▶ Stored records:
□ □ □ □
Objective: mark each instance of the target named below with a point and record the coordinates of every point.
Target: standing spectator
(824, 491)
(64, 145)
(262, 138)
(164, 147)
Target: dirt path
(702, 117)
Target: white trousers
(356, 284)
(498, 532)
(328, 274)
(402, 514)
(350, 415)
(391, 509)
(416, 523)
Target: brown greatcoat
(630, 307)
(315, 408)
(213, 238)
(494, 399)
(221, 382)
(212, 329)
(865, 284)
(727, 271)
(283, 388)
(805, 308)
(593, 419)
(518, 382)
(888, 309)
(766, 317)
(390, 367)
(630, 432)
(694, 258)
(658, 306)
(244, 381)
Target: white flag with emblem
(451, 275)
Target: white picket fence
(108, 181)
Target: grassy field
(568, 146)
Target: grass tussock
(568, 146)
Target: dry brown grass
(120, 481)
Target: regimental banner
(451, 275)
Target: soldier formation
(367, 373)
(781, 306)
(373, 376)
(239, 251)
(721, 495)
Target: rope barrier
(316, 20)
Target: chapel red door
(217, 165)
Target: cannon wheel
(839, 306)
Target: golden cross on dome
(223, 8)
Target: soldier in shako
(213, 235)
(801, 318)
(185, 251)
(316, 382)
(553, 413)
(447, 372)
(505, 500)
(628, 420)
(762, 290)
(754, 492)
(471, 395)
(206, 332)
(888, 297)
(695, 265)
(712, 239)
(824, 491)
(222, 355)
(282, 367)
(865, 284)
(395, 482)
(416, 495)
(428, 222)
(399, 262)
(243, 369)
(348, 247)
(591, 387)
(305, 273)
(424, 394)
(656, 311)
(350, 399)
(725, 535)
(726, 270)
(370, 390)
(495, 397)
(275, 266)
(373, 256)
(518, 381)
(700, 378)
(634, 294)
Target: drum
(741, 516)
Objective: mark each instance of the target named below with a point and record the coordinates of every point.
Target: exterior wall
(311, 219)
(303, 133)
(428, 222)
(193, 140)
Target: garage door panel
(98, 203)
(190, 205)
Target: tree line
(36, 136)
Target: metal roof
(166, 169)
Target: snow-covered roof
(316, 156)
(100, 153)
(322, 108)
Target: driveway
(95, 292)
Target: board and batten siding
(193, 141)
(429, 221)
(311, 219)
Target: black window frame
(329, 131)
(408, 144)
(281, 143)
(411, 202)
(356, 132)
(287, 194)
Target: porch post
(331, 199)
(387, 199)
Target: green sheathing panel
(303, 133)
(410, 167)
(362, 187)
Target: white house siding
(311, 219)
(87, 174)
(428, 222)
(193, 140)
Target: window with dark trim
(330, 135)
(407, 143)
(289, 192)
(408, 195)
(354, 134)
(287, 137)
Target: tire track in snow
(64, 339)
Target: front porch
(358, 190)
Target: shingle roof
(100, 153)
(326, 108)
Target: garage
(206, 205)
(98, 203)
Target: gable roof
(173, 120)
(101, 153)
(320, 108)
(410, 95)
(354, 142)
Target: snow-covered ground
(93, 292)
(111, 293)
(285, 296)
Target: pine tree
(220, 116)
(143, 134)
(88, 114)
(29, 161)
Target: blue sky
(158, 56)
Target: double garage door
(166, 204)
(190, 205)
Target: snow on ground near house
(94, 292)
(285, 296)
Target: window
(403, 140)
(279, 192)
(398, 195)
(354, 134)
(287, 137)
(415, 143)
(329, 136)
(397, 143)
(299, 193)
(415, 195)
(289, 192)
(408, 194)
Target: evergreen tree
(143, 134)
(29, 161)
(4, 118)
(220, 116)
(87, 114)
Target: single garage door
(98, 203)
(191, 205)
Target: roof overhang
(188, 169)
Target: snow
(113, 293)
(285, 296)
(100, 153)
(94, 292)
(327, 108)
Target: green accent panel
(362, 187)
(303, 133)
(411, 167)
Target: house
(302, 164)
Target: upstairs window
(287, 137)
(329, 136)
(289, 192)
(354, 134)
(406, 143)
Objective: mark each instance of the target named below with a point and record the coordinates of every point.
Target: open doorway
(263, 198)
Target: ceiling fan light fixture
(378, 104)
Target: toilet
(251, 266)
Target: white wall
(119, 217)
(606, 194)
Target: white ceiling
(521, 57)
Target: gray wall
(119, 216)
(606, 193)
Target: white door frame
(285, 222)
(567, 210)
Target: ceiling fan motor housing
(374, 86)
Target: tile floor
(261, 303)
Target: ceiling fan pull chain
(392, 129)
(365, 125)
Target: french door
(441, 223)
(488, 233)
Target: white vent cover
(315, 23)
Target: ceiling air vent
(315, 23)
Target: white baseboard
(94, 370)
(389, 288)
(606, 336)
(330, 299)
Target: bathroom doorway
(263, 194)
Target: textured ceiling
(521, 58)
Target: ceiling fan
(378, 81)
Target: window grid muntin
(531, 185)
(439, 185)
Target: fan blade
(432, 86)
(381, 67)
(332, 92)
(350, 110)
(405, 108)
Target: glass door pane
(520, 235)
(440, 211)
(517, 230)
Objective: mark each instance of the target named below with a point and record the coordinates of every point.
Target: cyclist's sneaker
□ □ □ □
Output all of the entries, exactly as they are written.

Objective: mark each instance of the target named below with a point and record the coordinates of every point.
Target: standing spectator
(824, 491)
(64, 145)
(262, 138)
(164, 147)
Target: dirt path
(702, 117)
Target: white trousers
(356, 284)
(498, 532)
(328, 274)
(402, 514)
(350, 415)
(391, 509)
(416, 523)
Target: brown greatcoat
(630, 307)
(315, 408)
(213, 238)
(494, 399)
(221, 382)
(212, 329)
(865, 284)
(727, 271)
(283, 388)
(805, 308)
(593, 419)
(518, 382)
(888, 309)
(766, 317)
(390, 367)
(630, 432)
(694, 258)
(658, 306)
(244, 381)
Target: white flag with emblem
(451, 275)
Target: white picket fence
(108, 181)
Target: grassy field
(568, 146)
Target: grass tussock
(568, 146)
Target: dry brown grass
(120, 481)
Target: regimental banner
(451, 275)
Target: soldier formation
(367, 373)
(781, 306)
(373, 376)
(239, 251)
(721, 495)
Target: rope barrier
(316, 20)
Target: chapel red door
(217, 165)
Target: cannon wheel
(839, 306)
Target: golden cross on dome
(223, 8)
Target: soldier in shako
(213, 235)
(801, 318)
(185, 251)
(316, 382)
(553, 413)
(447, 372)
(505, 500)
(628, 420)
(762, 290)
(754, 492)
(471, 395)
(206, 332)
(888, 297)
(695, 265)
(712, 239)
(824, 491)
(222, 355)
(282, 367)
(865, 284)
(395, 482)
(416, 495)
(428, 222)
(399, 262)
(243, 369)
(348, 247)
(591, 387)
(305, 273)
(424, 394)
(656, 311)
(350, 399)
(725, 535)
(726, 270)
(370, 390)
(495, 397)
(275, 266)
(373, 256)
(518, 381)
(700, 378)
(634, 294)
Target: drum
(741, 516)
Objective: mark each instance of the target named below with a point and record the coordinates of every point.
Target: exterior wall
(311, 219)
(303, 133)
(428, 222)
(193, 140)
Target: garage door panel
(98, 203)
(190, 205)
Target: tree line
(36, 136)
Target: metal roof
(166, 169)
Target: snow-covered roof
(316, 156)
(100, 153)
(322, 108)
Target: driveway
(95, 292)
Target: board and batten siding
(193, 141)
(429, 221)
(311, 219)
Target: black window frame
(329, 131)
(408, 144)
(281, 143)
(411, 202)
(356, 132)
(287, 194)
Target: porch post
(331, 199)
(387, 199)
Target: green sheathing panel
(303, 133)
(410, 167)
(362, 187)
Target: white house siding
(311, 219)
(87, 174)
(428, 222)
(193, 140)
Target: window with dark trim
(330, 135)
(407, 143)
(289, 192)
(408, 195)
(354, 134)
(287, 137)
Target: tire track in snow
(64, 339)
Target: front porch
(358, 190)
Target: shingle roof
(100, 153)
(326, 108)
Target: garage
(206, 205)
(98, 203)
Target: gable roof
(173, 120)
(101, 153)
(320, 108)
(410, 95)
(354, 142)
Target: snow-covered ground
(93, 292)
(111, 293)
(285, 296)
Target: pine tree
(220, 116)
(143, 134)
(88, 114)
(29, 161)
Target: blue sky
(158, 56)
Target: double garage door
(166, 204)
(190, 205)
Target: snow on ground near house
(94, 292)
(285, 296)
Target: window
(403, 140)
(279, 192)
(398, 195)
(354, 134)
(287, 137)
(415, 143)
(329, 136)
(397, 143)
(299, 193)
(415, 195)
(289, 192)
(408, 194)
Target: evergreen tree
(143, 134)
(29, 161)
(4, 118)
(220, 116)
(87, 114)
Target: single garage door
(98, 203)
(191, 205)
Target: roof overhang
(188, 169)
Target: snow
(113, 293)
(285, 296)
(100, 153)
(94, 292)
(327, 108)
Target: green accent panel
(362, 187)
(303, 133)
(411, 167)
Target: house
(302, 164)
Target: upstairs window
(287, 137)
(329, 136)
(289, 192)
(354, 134)
(406, 143)
Objective: mark each instance of the target named below with a point and record the coordinates of every point.
Target: open doorway
(263, 198)
Target: ceiling fan light fixture
(378, 104)
Target: toilet
(251, 266)
Target: white wall
(119, 217)
(606, 194)
Target: white ceiling
(521, 57)
Target: gray wall
(119, 216)
(606, 193)
Target: white door frame
(285, 222)
(567, 210)
Target: ceiling fan motor housing
(374, 86)
Target: tile floor
(261, 303)
Target: ceiling fan pull chain
(392, 129)
(365, 125)
Target: french door
(441, 223)
(488, 233)
Target: white vent cover
(315, 23)
Target: ceiling air vent
(315, 23)
Target: white baseboard
(94, 370)
(389, 288)
(606, 336)
(330, 299)
Target: bathroom doorway
(263, 194)
Target: textured ceiling
(521, 58)
Target: ceiling fan
(378, 81)
Target: window grid muntin
(531, 185)
(439, 185)
Target: fan blade
(432, 86)
(381, 67)
(332, 92)
(350, 110)
(405, 108)
Target: glass door pane
(520, 235)
(440, 211)
(517, 230)
Objective: mark each instance of the target named below with a point and record the coordinates of every point.
Target: cyclist's sneaker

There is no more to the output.